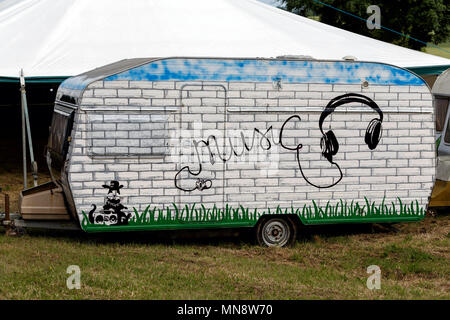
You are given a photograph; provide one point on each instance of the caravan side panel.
(220, 142)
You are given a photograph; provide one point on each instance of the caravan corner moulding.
(222, 142)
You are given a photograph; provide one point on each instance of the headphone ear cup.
(373, 133)
(329, 145)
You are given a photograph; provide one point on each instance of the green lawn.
(324, 264)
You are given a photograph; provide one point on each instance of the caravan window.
(441, 112)
(447, 132)
(60, 131)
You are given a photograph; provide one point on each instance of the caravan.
(270, 144)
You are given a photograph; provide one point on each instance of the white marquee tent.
(49, 38)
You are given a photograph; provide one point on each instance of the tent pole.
(24, 146)
(28, 129)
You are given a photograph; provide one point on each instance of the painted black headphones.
(329, 143)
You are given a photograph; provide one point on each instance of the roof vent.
(296, 57)
(349, 58)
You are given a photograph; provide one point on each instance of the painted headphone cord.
(297, 149)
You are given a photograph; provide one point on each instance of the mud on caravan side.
(215, 142)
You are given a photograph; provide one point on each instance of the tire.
(276, 232)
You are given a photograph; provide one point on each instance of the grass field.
(326, 263)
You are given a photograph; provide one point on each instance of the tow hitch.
(5, 219)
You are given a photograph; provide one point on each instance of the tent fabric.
(63, 38)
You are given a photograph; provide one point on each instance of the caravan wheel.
(276, 232)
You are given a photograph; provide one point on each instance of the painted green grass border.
(198, 216)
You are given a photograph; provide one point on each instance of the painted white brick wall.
(123, 134)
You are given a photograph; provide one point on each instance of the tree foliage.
(426, 20)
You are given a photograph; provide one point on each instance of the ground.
(326, 263)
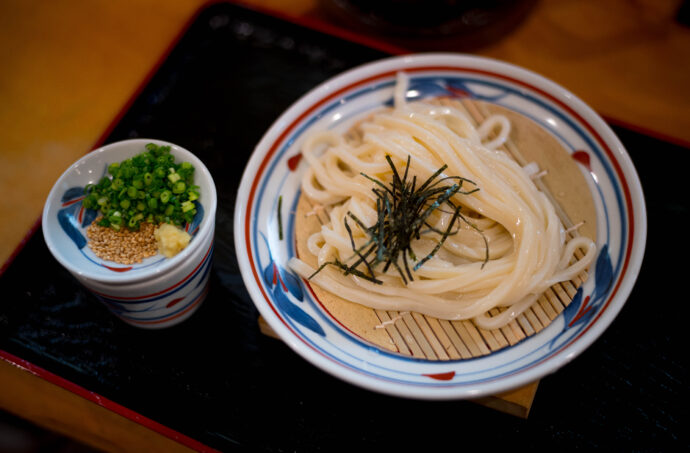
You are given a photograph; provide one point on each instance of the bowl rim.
(167, 265)
(338, 84)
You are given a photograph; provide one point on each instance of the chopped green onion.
(147, 187)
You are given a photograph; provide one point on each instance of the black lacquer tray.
(217, 381)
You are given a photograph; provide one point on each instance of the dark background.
(217, 379)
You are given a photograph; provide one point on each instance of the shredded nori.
(402, 213)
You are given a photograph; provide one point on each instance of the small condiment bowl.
(157, 292)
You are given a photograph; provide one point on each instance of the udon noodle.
(511, 247)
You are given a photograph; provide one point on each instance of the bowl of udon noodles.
(439, 226)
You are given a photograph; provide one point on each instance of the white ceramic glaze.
(274, 170)
(159, 292)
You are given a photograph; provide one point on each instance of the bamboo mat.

........

_EXERCISE DIRECTIONS_
Output everything in the material exactly. Pictures stay out of it.

_SOLUTION_
You are given a photograph; provide one point on each instance of the caravan side panel.
(220, 142)
You are given a photograph; provide one point on each instance of the caravan corner moulding.
(222, 142)
You are given a photograph; provide one point on each instance of the headphone ear cup.
(373, 133)
(329, 145)
You are given a photograph; provide one point on each instance of the green lawn.
(324, 264)
You are given a photograph; provide one point on each instance of the caravan window.
(441, 112)
(447, 132)
(60, 131)
You are given a photograph; provide one point on each instance of the caravan.
(270, 144)
You are given a photograph; provide one point on each instance of the white marquee tent.
(49, 38)
You are given a photograph; provide one point on each instance of the tent pole.
(24, 146)
(28, 129)
You are given a photograph; provide one point on each instance of the painted black headphones.
(329, 143)
You are given a photograph; provide one point on each instance of the roof vent.
(296, 57)
(349, 58)
You are given a photograph; provide one point on each instance of the painted headphone cord.
(297, 149)
You are given a photograph; provide one point on each instance of the mud on caravan side.
(215, 142)
You are given a photograph; provide one point on each instance of the tire.
(276, 232)
You are given a photograph; provide one point on each instance of the grass field.
(326, 263)
You are given a photograph; provide one point on each instance of the tow hitch.
(5, 219)
You are given a photograph; provide one point on each instance of the tent fabric.
(63, 38)
You are given a photograph; provide one point on each instance of the caravan wheel.
(276, 232)
You are given a photograph; provide one point on each instance of the painted green grass border.
(198, 216)
You are given a photograph; provide one point on each instance of the painted white brick wall.
(123, 134)
You are given a photograph; provide one point on each instance of the tree foliage.
(426, 20)
You are given a photograph; provide one point on each instance of the ground.
(326, 263)
You are given a photograph; provide one point on each instance of the bowl rim.
(167, 265)
(338, 84)
You are given a photograph; provide one point on each instance of the chopped green onion.
(147, 187)
You are given a photograph; provide one point on each instance of the black lacquer tray.
(217, 381)
You are given a photograph; provide one point on each instance of the dark background.
(217, 379)
You are given a photograph; provide one point on each instance of the shredded nori.
(402, 213)
You are given a photograph; provide one point on each instance of the small condiment bowl.
(157, 292)
You are given a photograph; provide one point on each instance of the udon noodle.
(511, 247)
You are given a photograph; provide one point on each instance of the bowl of udon noodles.
(439, 226)
You are given a photograph; provide one point on each instance of the white ceramic glaze.
(274, 170)
(159, 292)
You are given a photograph; provide one point on each instance of the bamboo mat.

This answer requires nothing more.